- DOCUMENT SEGMENT -
--- START ---

As New Yorkers make their first nervous forays back to theaters and concert halls, BAM is luring audiences into an illusory outdoors. In Sun & Sea, which hovers somewhere between opera, pageant, and installation, viewers stationed in BAM Fisher’s wraparound balcony get a gull’s-eye view of a beach, close enough to smell the suntan lotion. A couple dozen performers lie, barely stirring, on a sand-covered stage, bathed in artificial rays. “The brightness is almost too much to bear,” says the show’s composer, Lina Lapelytė.
The perspective is voyeuristic, but there’s not much more action down below than a bit of lethargic fussing with beach towels. The music is minimal, too: The sunbathers broadcast their inner monologues in vocal lines that are spare, syllabic, and restrained, accompanied by prerecorded buzz, burble, and drone; with no dramatic leaps or flights of coloratura, the characters are distinguished only by subtle changes of pace or intensity. A woman the libretto identifies as “Wealthy Mommy,” reclining alongside her husband and child, sings of racking up visits to various oceans like trophies. Another woman spits out a misanthropic patter: “What’s wrong with people — they come here with their dogs / Who leave shit on the beach, fleas on the sand!” Pollution, carbon emissions, climate change: These global forces are miniaturized into personal anecdotes. “The characters share mundane narratives, singing simple songs and celebrating life, but it all relates to the consumption of planetary resources,” says the poet and playwright Vaiva Grainytė. “Beneath the lighthearted surface is a threat throbbing, though you feel it more like a gentle breeze.”

--- END ---

- EXERCISE INSTRUCTIONS -
A – In the passage about Sun & Sea at BAM, who composed the show?
B – Resume the passage about Sun & Sea at BAM, starting right after its final sentence.

- PROVIDED DATA -

--- START ---

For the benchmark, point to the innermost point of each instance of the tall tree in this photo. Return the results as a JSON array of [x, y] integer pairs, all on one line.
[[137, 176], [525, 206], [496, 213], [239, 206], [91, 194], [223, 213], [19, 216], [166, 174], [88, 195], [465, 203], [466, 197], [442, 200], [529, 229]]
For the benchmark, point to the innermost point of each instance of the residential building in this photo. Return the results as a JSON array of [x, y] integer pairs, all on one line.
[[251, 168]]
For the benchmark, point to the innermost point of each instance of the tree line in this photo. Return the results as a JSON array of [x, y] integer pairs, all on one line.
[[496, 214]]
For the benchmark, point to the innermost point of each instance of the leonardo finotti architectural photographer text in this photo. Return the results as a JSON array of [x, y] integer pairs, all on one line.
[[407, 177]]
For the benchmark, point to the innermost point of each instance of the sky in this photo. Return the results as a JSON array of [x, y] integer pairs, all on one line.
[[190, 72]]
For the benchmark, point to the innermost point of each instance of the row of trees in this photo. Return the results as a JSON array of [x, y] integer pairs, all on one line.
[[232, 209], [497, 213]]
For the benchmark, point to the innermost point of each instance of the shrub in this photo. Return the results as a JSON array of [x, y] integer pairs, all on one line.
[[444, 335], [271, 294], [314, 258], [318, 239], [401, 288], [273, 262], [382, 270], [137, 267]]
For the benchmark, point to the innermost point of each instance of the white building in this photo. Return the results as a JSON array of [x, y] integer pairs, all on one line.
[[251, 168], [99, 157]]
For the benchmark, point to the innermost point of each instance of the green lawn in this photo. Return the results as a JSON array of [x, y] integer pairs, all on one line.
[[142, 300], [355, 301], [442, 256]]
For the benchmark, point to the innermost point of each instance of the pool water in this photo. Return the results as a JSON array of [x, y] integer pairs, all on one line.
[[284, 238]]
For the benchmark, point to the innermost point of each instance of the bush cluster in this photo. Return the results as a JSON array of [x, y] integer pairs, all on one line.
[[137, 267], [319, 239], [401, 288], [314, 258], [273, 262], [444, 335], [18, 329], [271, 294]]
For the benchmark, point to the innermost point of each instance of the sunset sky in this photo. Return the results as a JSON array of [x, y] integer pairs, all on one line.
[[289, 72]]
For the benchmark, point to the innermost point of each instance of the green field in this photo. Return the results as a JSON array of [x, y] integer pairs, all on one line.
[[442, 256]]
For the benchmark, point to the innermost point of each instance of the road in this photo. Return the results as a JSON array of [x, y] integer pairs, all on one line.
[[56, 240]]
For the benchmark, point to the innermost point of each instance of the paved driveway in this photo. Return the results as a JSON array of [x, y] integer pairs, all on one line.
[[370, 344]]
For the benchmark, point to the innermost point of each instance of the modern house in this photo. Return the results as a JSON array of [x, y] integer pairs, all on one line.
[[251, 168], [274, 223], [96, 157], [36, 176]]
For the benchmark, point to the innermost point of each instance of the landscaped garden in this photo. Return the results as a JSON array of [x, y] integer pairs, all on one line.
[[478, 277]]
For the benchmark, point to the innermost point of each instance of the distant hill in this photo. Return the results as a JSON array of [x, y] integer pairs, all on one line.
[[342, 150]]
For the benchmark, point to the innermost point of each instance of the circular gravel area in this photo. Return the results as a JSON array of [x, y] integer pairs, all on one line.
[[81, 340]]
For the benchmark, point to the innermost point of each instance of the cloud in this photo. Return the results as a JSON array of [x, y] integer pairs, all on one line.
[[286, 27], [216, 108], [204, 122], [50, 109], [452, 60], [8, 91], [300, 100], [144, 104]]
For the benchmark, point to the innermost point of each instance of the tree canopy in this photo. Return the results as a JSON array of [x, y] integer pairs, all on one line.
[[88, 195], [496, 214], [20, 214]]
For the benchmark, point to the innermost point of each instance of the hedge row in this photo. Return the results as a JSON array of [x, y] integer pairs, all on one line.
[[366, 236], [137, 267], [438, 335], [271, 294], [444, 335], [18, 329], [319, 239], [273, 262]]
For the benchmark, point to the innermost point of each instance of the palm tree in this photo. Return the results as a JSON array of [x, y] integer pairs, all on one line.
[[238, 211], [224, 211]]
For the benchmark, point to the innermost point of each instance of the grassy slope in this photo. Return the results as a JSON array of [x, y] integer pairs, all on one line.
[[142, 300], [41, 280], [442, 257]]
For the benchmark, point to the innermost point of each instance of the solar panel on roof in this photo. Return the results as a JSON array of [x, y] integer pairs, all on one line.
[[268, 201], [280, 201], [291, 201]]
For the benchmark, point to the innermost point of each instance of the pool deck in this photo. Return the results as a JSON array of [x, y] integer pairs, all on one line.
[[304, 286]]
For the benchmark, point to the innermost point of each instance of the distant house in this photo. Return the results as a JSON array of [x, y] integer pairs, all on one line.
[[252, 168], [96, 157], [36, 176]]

--- END ---

- ANSWERS BELOW -
A – Lina Lapelytė

B –
Sun & Sea is the creation of Lapelytė, Grainytė, and filmmaker Rugilė Barzdžiukaitė, a triumvirate of Lithuanian artists. Although they each have separate careers, they have twice come together for long-simmering collaborations that sneak social critique into deceptively blithe, genre-defying performances. Their first joint effort, Have a Good Day, satirized consumer culture from the point of view of chatting supermarket cashiers and had a run at the Prototype Festival of new operas in 2014. For Sun & Sea, they envisioned the setting, the brilliance, the mood, and the undercurrent of environmental rage long before they came up with a note or a word. Lapelytė, Grainytė, and Barzdžiukaitė started recruiting singers even as they were starting to write, and the people who showed up to auditions shaped the miniature story lines. A church chorister and theology student inspired the character of the Philosopher, who ruminates on the journey of a banana from plantation to fruit bowl. A pair of identical twin sisters came along just as the creative team was reading about attempts to generate corals using 3-D printers. “We started to think maybe one of the girls could be printed that way too,” Grainytė says.
The show was the sleeper hit of the 2019 Venice Biennale, where art tourists stood on two-hour lines for a chance to stand through the hour-long opera and its success won Lithuania the prize for best pavilion. Now, after a pandemic-induced postponement, it takes up residence at BAM — where it features a core cast of Lithuanian and Italian performers — before moving on to Los Angeles’ Museum of Contemporary Art next month. Whether it’s presented in a theater, museum, or, as it was in Berlin last November, in an abandoned swimming pool, “the logistics are pretty complex,” says BAM’s artistic director David Binder. “We have a beach, kids, dogs. There’s no backstage, no curtain, the audience comes and goes. It’s all amplified and mixed live.”
Observing these self-absorbed sunbathers from above gives the audience a certain clinical distance, like scientists studying how climate change infiltrates nearly every aspect of human existence. “We look at people as if they were some other species, like bugs,” says Barzdžiukaitė. “Ideally, it would be from really high up, and you would have a cosmic angle, then zoom in going down and zoom out going up. We’ve discussed how great it would be to do it at the Guggenheim Museum. Maybe one day.”